EXCERPTED TEXT »
---------------

They were taught about personal hygiene, cleaning hands, using clean containers for water, covering food, using paper plates and cups, waste management etc. When asked the possible sources of food contamination, 22 per cent of them said bacteria while 10 per cent said water.
A large share of vendors reported a high perceived cost of arranging better facilities — 60 per cent for clean drinking water, 48 per cent for maintaining clean surroundings at the stall, 41 per cent for keeping hands clean, 42 per cent for having a clean cooking area, and 68 per cent for providing disposable utensils and cutlery.
Consumer’s call
The survey also included 1,480 street food consumers, of whom 65 per cent ate there more than once a week and had a regular hawker of choice.
But 44 per cent consumers reported having fallen sick at some point from consuming unsafe street food. While they said they value safer food, almost 70 per cent said it was impossible or difficult to detect whether food was contaminated. They said there were several factors to determining where to eat — taste, price, location and whether the food was healthy and hygienic. But only 37 per cent said that hygiene was the most crucial factor.
Holding them back
All the workshops and counselling had but a small effect on actual behaviour of the hawkers. After the training, researchers went to check if the hawkers had started using tongs, spatula etc instead of hands to cook and serve, if they had bought bigger dustbins, if they had started wearing aprons, if food debris was spotted on the tables, chairs, floor or cooking area, if non-disposable utensils were being washed with soap etc.
The researches found that more than 20 per cent of the sample had discussed food safety among themselves — and there was a marked improvement in awareness —but this never translated in practice. They attributed this to several reasons.
Firstly, there was a lack of incentive to produce safer food as even if they did, the improved quality would be difficult to notice and hence not be rewarded by customers.

---------------

EXTRACTED DATA »

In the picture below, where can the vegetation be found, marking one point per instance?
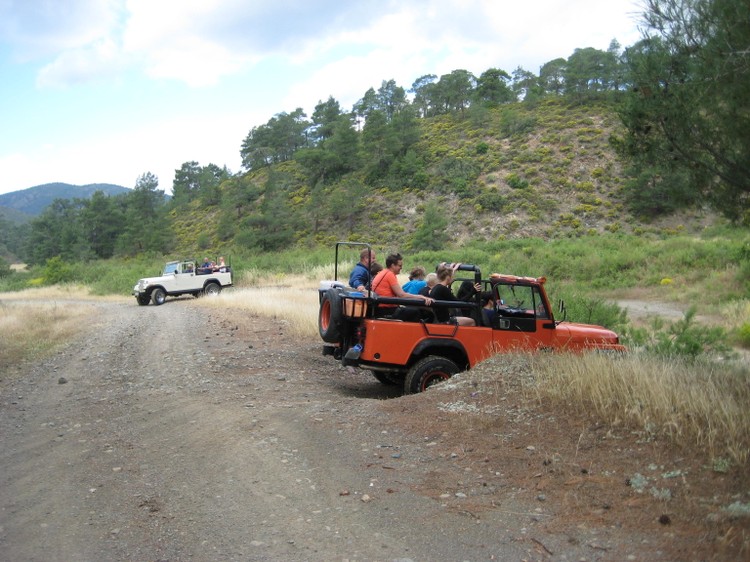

---------------

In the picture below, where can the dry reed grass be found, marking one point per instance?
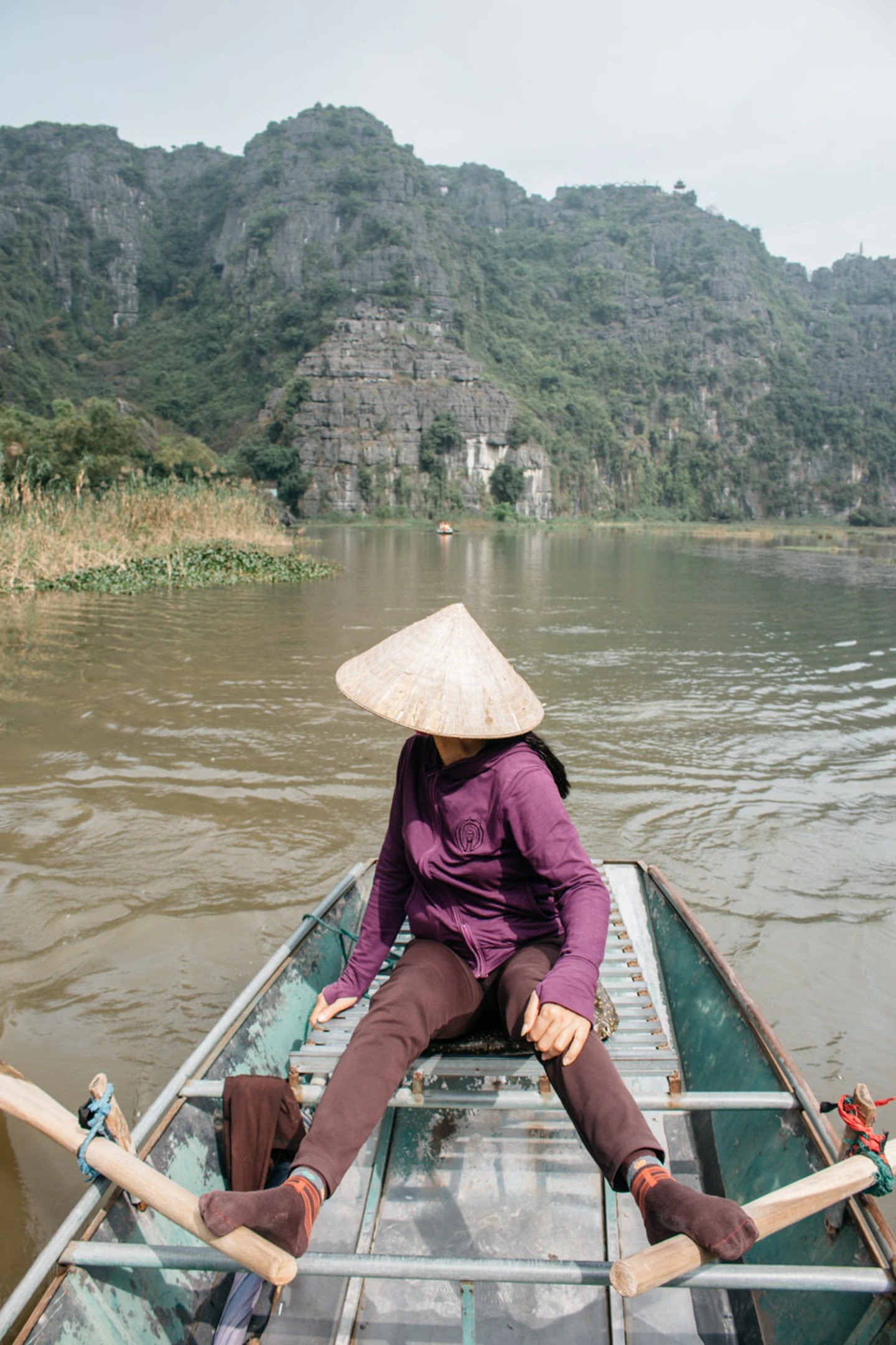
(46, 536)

---------------

LIST OF TASKS »
A: In the street food excerpt, turn the paragraph beginning "A large share of vendors reported" into a short list that keeps every percentage and the facility it refers to.
B: Reproduce word for word the part of the street food excerpt running from "The researches found" down to "rewarded by customers.".
C: Take the street food excerpt further, picking up after its final sentence.

PER-TASK OUTPUTS »
A:
Share of vendors who reported a high perceived cost of arranging each facility:
- Clean drinking water: 60 per cent
- Clean surroundings at the stall: 48 per cent
- Keeping hands clean: 41 per cent
- Clean cooking area: 42 per cent
- Disposable utensils and cutlery: 68 per cent

B:
The researches found that more than 20 per cent of the sample had discussed food safety among themselves — and there was a marked improvement in awareness —but this never translated in practice. They attributed this to several reasons.
Firstly, there was a lack of incentive to produce safer food as even if they did, the improved quality would be difficult to notice and hence not be rewarded by customers.

C:
There could also be a substitution between effort and advertising. When vendors were provided with promotional material, they felt they had already signaled their quality to customers, therefore making less effort to prove through their food handling that their product was safe.
Also, participation in the project was voluntary and there was no penalty for non-compliance of the safety standards they were taught. “Also, these hawkers have no government recognition or legal standing. Why would they invest in infrastructure when they know they can be asked to vacate the footpath
any day?” says Moitra.
The study concluded that information to vendors is not the key constraint. The lack of basic infrastructure is. Vendors need better access to clean water, waste disposal and electricity. The government needs to take these into account when drafting street food regulations and when deciding vending zones in future.
Further, if the government had designed this food hygiene monitoring project, there may have been better implementation due to the threat of sanctions in case of non-compliance.
Covid effect
The project is about to enter its second phase from April. “Since this is a follow-up of the earlier study we aren’t able to include the pandemic angle into it,” said Moitra, though not denying its effect.
“Business districts like Dalhousie, which have more brick-and-mortar companies, are mostly back in office and so are the hawkers,” he says. It’s IT hubs like Sector V that are still working from home. Many small-scale vendors — maybe those who sold only tea or ghugni — have had to change their profession during the pandemic.
“However, an upside is that since customers are careful about Covid protocol, many vendors have now started keeping hand washes in their stalls, something we have been urging them to do for years,” smiled Moitra.